Records of labeled boxes –
+-------+

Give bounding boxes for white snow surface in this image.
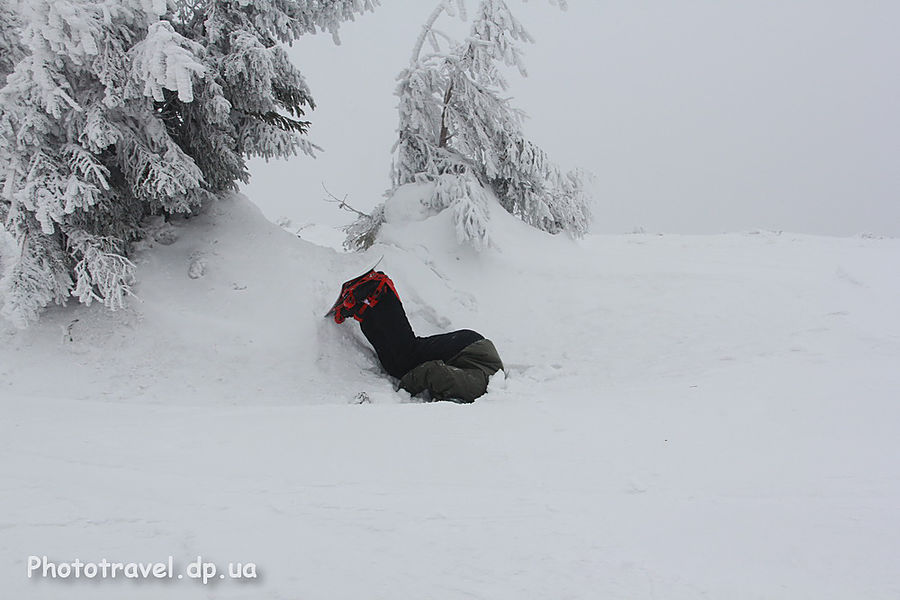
[0,195,900,600]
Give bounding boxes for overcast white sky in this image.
[245,0,900,236]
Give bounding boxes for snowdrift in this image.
[0,189,900,600]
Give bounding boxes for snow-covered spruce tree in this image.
[347,0,590,248]
[0,0,378,324]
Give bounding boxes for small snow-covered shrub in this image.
[348,0,590,248]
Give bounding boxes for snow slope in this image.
[0,190,900,600]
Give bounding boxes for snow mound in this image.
[0,190,900,600]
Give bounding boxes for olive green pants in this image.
[400,339,503,403]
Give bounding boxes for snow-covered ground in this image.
[0,197,900,600]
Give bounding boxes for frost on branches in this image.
[0,0,378,324]
[348,0,590,248]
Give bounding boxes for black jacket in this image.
[360,290,484,379]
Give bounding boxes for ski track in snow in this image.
[0,198,900,600]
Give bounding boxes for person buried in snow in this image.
[325,269,503,403]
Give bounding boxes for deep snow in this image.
[0,190,900,600]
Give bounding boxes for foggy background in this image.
[244,0,900,236]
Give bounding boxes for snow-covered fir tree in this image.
[347,0,590,248]
[0,0,378,324]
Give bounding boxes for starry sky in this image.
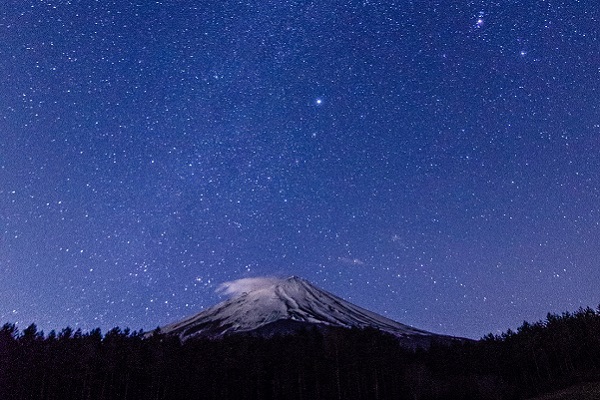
[0,0,600,338]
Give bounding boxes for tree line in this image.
[0,308,600,400]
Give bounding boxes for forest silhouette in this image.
[0,308,600,400]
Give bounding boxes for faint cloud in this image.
[338,257,365,265]
[217,276,281,296]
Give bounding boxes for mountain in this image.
[161,276,464,348]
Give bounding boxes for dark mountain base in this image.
[0,309,600,400]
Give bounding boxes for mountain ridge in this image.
[161,276,462,347]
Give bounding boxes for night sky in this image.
[0,0,600,338]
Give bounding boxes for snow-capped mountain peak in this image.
[161,276,460,342]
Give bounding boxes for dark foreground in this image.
[0,309,600,400]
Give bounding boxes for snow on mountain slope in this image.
[161,276,460,342]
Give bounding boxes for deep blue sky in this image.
[0,0,600,338]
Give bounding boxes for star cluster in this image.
[0,0,600,338]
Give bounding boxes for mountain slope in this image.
[161,277,462,347]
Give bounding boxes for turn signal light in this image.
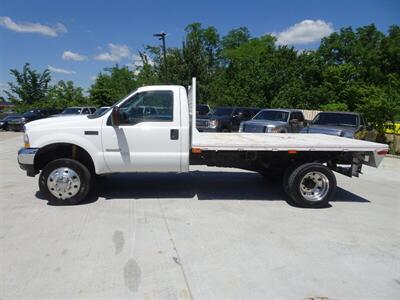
[192,148,201,154]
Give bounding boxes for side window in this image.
[243,109,251,119]
[120,91,174,125]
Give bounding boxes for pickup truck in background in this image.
[8,109,60,131]
[18,79,388,208]
[301,112,373,140]
[239,109,305,133]
[196,107,259,132]
[196,104,211,117]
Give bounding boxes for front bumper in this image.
[18,148,39,177]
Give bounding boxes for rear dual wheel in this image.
[283,163,336,208]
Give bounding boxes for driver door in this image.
[102,90,181,172]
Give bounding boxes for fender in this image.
[31,132,110,174]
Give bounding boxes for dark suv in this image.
[196,107,259,132]
[301,112,372,140]
[8,109,58,131]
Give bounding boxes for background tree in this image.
[43,80,91,109]
[4,63,51,106]
[89,65,138,106]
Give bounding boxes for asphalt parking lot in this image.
[0,132,400,299]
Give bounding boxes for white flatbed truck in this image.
[18,78,388,208]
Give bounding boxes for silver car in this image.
[239,109,305,133]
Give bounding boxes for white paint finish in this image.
[0,132,400,299]
[102,86,188,172]
[25,115,110,174]
[21,79,388,174]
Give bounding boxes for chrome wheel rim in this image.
[300,172,329,202]
[47,168,81,200]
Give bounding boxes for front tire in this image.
[286,163,336,208]
[39,158,92,205]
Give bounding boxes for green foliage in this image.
[89,65,138,106]
[3,23,400,133]
[42,80,90,109]
[4,63,51,105]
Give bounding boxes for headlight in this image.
[24,133,31,148]
[208,120,218,128]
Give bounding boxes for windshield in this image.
[61,107,82,115]
[22,110,39,117]
[2,116,21,121]
[212,107,233,116]
[312,113,357,127]
[253,110,289,122]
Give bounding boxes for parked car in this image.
[383,121,400,134]
[93,106,110,116]
[239,109,305,133]
[57,106,96,116]
[8,109,56,131]
[301,112,372,139]
[0,115,21,131]
[196,107,259,132]
[196,104,211,116]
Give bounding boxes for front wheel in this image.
[39,158,91,205]
[286,163,336,208]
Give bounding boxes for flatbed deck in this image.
[192,130,388,152]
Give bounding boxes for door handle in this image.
[170,129,179,140]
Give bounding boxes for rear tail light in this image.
[378,149,389,155]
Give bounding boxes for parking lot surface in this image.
[0,132,400,299]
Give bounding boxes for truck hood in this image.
[301,125,356,136]
[25,115,91,130]
[243,120,286,127]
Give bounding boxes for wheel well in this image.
[34,143,95,173]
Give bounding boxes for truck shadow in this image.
[36,171,370,205]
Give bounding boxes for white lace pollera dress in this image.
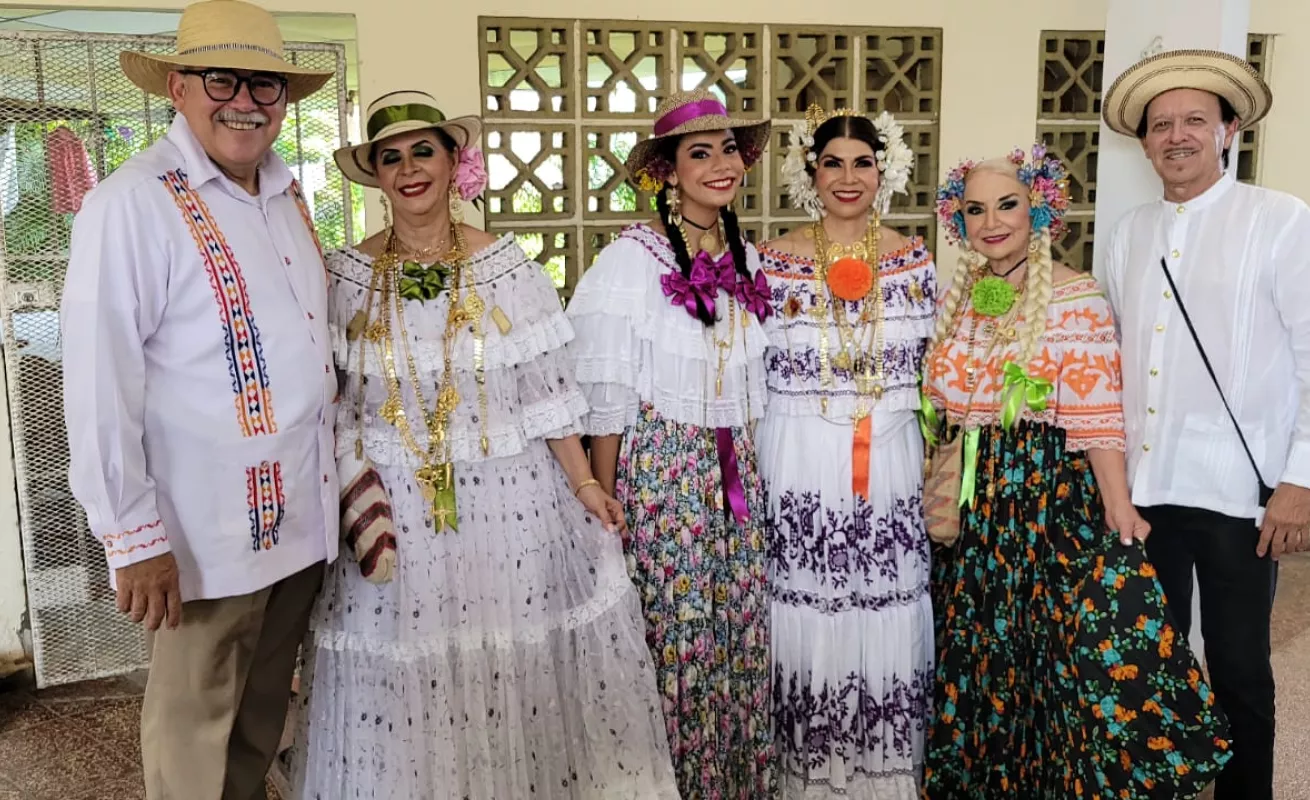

+-------+

What the exercise asks –
Write out all of the data above again, substituting "box coordinates" for each "bounding boxes" and changing nothing else. Leave the pictures out.

Solution for this exercise –
Give box coordinates for white snow surface in this image.
[0,195,900,600]
Give box coordinates for overcast white sky in this image.
[245,0,900,236]
Give box coordinates for snowdrift in this image.
[0,189,900,600]
Give box coordinates for snow-covered spruce tree in this image.
[347,0,590,248]
[0,0,378,324]
Give box coordinates for small snow-covered shrub in this image.
[348,0,590,248]
Give box coordinates for snow slope in this image.
[0,190,900,600]
Give box coordinates for snow mound in this image.
[0,190,900,600]
Give box coordinates for olive green pants in this image.
[400,339,503,403]
Give box coordinates for snow-covered ground in this image.
[0,197,900,600]
Give box coordinates for frost on branches in this image.
[0,0,378,324]
[348,0,590,248]
Give box coordinates for black jacket in this image.
[360,290,484,379]
Give box coordinates for ski track in snow in this image.
[0,198,900,600]
Give box coordinates for person buried in snow in this image.
[325,269,503,403]
Give box coordinates for deep snow in this image.
[0,190,900,600]
Give box coordinates for foggy background in this image.
[244,0,900,236]
Give box coordinates for snow-covered fir tree in this image.
[347,0,590,248]
[0,0,378,324]
Give box coordinates for starry sky in this image.
[0,0,600,338]
Give box coordinates for tree line in this image.
[0,308,600,400]
Give box coordinates for forest silhouette in this image.
[0,308,600,400]
Give box coordinates for faint cloud in this image.
[338,257,365,265]
[217,276,281,296]
Give box coordinates for mountain in this image.
[161,276,464,348]
Give box coordinates for dark mountain base in this image.
[0,309,600,400]
Give box coordinates for mountain ridge in this image.
[161,276,462,347]
Give box coordinates for night sky in this image.
[0,0,600,338]
Give box coordinates for snow-capped mountain peak in this image.
[161,276,460,342]
Give box coordinates for dark foreground in this image.
[0,309,600,400]
Give box coordinates for snow on mountain slope in this image.
[161,276,460,342]
Give box coordinates for deep blue sky in this image.
[0,0,600,338]
Give box coordinates for star cluster in this image.
[0,0,600,338]
Give box coordinates for mountain slope in this image.
[161,277,462,347]
Give box coordinates for turn signal light in this image.
[192,148,201,154]
Give box coordinates for side window in this image.
[243,109,251,119]
[120,91,174,125]
Give box coordinates for pickup truck in background in this image.
[8,109,60,131]
[18,79,388,208]
[301,112,373,140]
[239,109,305,133]
[196,107,259,132]
[196,104,211,117]
Give box coordinates for front bumper in this image.
[18,148,39,177]
Give box coordinates for rear dual wheel in this image.
[283,163,336,208]
Give box coordinates for driver door in this image.
[102,90,181,172]
Give box coordinates for fender in this image.
[31,132,110,174]
Give box coordinates for dark suv in this image.
[196,107,259,132]
[301,112,372,140]
[8,109,58,131]
Give box coordinates for background tree in this image.
[43,80,91,109]
[4,63,51,106]
[89,65,138,106]
Give box coordinates for asphalt parking lot in this image.
[0,132,400,299]
Give box coordinates for white flatbed truck in this image.
[18,78,388,208]
Give box coordinates for silver car in this image.
[239,109,305,133]
Give box coordinates for white paint finish in this image.
[0,132,400,299]
[102,86,188,172]
[25,115,110,174]
[21,79,388,174]
Give box coordinates for chrome wheel rim in this image.
[300,172,329,202]
[47,168,81,200]
Give box coordinates for front tire in this image.
[286,163,336,208]
[39,158,92,205]
Give box coordinates for green foliage in this image.
[89,65,138,106]
[3,23,400,133]
[42,80,90,109]
[4,63,51,105]
Give box coordinates for headlight in this image.
[24,133,31,148]
[208,120,218,128]
Give box coordinates for windshield in this image.
[61,107,82,115]
[22,110,39,117]
[2,116,21,121]
[212,107,233,116]
[312,113,357,127]
[253,110,289,122]
Give box coordinates for parked car in this image.
[383,121,400,134]
[93,106,110,116]
[239,109,305,133]
[57,106,96,116]
[8,109,56,131]
[301,112,372,139]
[0,115,21,131]
[196,107,259,132]
[196,104,211,116]
Give box coordinates for front wheel in this image.
[39,158,91,205]
[286,163,336,208]
Give box coordinates for flatbed deck in this image.
[192,130,388,152]
Give box coordinates for door handle in this image.
[170,129,179,140]
Give box coordinates for rear tail light in this image.
[378,149,389,155]
Give box coordinates for parking lot surface in this image.
[0,132,400,299]
Give box coordinates for truck hood in this image.
[301,125,356,136]
[25,115,91,130]
[243,120,286,127]
Give box coordinates for wheel well in this image.
[34,143,95,173]
Give box coordinates for truck shadow in this image.
[36,171,370,205]
Give box coordinates for white lace pollera dress in this image.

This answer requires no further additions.